Source excerpt -
▬▬▬▬▬▬▬▬▬▬
Opinion
No. 04-05-00525-CV
Delivered and Filed: March 15, 2006.
Appeal from the 79th Judicial District Court, Brooks County, Texas, Trial Court No. 96-08-07449-CV, Honorable Richard C. Terrell, Judge Presiding.
Affirmed.
Sitting: Alma L. LÓPEZ, Chief Justice, Karen ANGELINI, Justice, Phylis J. SPEEDLIN, Justice.
MEMORANDUM OPINION
This accelerated, interlocutory appeal arises from the trial court's denial of Brooks County Deputy Sheriff Beto Gonzalez's motion for summary judgment based on official immunity. On appeal, Gonzalez argues that the trial court erred in denying his motion for summary judgment based on the "public duty doctrine" and section 101.106 of the Texas Civil Practice and Remedies Code. We affirm the trial court's order.
Factual and Procedural Background
The underlying lawsuit is a wrongful death action arising from an automobile accident in which a truck driven by an intoxicated driver, Jose Zuniga, collided head-on with Jose Armando Saenz's automobile, killing two adults and seriously injuring three minor children. The appellees sued Deputy Gonzalez for failing to stop Zuniga immediately before the collision.
On June 19, 2005, Deputy Sheriff Gonzalez and Reserve Deputy Martinez were patrolling an area when they drove up behind a vehicle driven by Zuniga. According to appellees, although Zuniga was driving in a manner indicating that he was intoxicated, Deputy Gonzalez refused to stop and detain Zuniga and ordered Deputy Martinez not to stop Zuniga and to continue patrolling. Some twenty minutes later, Zuniga was involved in a major car accident with Jose Armando Saenz's vehicle. According to Deputy Martinez, Deputy Gonzalez instructed him not to say anything about their encounter with Zuniga.
▬▬▬▬▬▬▬▬▬▬
Dataset extract -
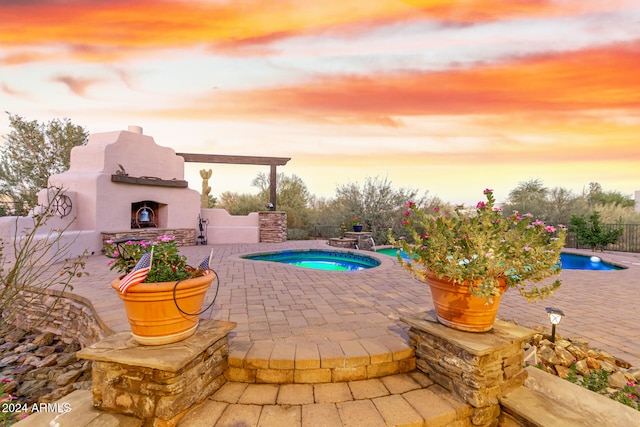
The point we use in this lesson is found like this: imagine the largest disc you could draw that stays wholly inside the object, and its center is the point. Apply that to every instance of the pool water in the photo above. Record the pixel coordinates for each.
▬▬▬▬▬▬▬▬▬▬
Your tasks -
1 - Reproduce the passage of the opinion starting at "Factual and Procedural" and ending at "before the collision.".
2 - Name each justice the opinion lists as sitting on the case, along with the title given for each.
3 - Answer from the opinion:
(a) What is the trial court number of the case?
(b) How many minor children were seriously injured in the collision?
(c) About how long after the deputies drove up behind Zuniga was he involved in the accident?

Answers to the problems -
1 -
Factual and Procedural Background
The underlying lawsuit is a wrongful death action arising from an automobile accident in which a truck driven by an intoxicated driver, Jose Zuniga, collided head-on with Jose Armando Saenz's automobile, killing two adults and seriously injuring three minor children. The appellees sued Deputy Gonzalez for failing to stop Zuniga immediately before the collision.

2 -
Alma L. López, Chief Justice
Karen Angelini, Justice
Phylis J. Speedlin, Justice

3 -
(a) 96-08-07449-CV
(b) Three
(c) Some twenty minutes later